[Exercise text Boundary: Start]
Guinea pigs are vegetarians. They need a balanced diet of fresh greens and a chaff based dry food or a guinea pig pellet as a staple food. Make sure you ask what the guinea pig is used to eating, and try to buy the same sort of food. Changing foods should be done gradually to avoid stomach upsets, and some guinea pigs will refuse to eat pellets if they are used to a chaff based mix.


Get a water bottle that hangs on the wire of the cage. This is far more hygienic than bowls, which become full of wood shavings and droppings within a short space of time. Use a heavy or non tip style food container. Baby guinea pigs have an annoying habit of climbing into the food bowl to feed; this can tip the bowl over either trapping the guinea pig underneath or just spilling the food onto the ground to be trampled on.


Cages should be set up using a thick layer of newspaper to line the sleeping section

(this makes it easier to remove the soiled bedding at clean out and insulates the sleeping section as well as absorbing urine- very important if you use straw for bedding) Then fill the newspaper about an inch deep in wood shavings or about two inches of straw. Don’t use shredded paper, fabric or Lucerne hay as bedding.
[Exercise text Boundary: End]
Questions on the material:
A – In the guinea pig care text, what should line the sleeping section of the cage?
B – In the guinea pig care text, substitute "dried grass" for "straw" in everything from "Cages should be" down to "hay as bedding.".
The records have no connection to the guinea pig care text.
[Data listing Boundary: Start]
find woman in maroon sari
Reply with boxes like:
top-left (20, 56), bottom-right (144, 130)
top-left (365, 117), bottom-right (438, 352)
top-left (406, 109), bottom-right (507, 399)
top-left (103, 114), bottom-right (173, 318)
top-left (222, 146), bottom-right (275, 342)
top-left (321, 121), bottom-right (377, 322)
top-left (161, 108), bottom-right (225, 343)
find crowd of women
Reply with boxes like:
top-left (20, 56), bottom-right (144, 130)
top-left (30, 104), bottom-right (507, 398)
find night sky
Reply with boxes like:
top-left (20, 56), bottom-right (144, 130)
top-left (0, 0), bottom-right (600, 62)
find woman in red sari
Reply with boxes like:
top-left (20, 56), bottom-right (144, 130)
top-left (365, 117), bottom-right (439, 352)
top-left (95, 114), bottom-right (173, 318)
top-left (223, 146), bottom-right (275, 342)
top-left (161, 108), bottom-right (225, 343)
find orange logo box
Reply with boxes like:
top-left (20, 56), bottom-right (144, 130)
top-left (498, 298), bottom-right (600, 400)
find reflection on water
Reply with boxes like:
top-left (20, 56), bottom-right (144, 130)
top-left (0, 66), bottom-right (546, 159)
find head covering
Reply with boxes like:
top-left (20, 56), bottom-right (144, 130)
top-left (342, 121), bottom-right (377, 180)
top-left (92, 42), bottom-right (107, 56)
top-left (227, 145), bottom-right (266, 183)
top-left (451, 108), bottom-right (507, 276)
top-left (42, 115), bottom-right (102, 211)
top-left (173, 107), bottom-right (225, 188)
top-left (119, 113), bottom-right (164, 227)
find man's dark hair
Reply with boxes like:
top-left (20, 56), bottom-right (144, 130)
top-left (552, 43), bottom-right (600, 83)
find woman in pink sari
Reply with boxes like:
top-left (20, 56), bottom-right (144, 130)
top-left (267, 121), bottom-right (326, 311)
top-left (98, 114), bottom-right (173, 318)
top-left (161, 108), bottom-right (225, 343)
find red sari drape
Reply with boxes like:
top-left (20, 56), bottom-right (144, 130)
[Data listing Boundary: End]
Solutions to each task:
A – A thick layer of newspaper.

B –
Cages should be set up using a thick layer of newspaper to line the sleeping section

(this makes it easier to remove the soiled bedding at clean out and insulates the sleeping section as well as absorbing urine- very important if you use dried grass for bedding) Then fill the newspaper about an inch deep in wood shavings or about two inches of dried grass. Don’t use shredded paper, fabric or Lucerne hay as bedding.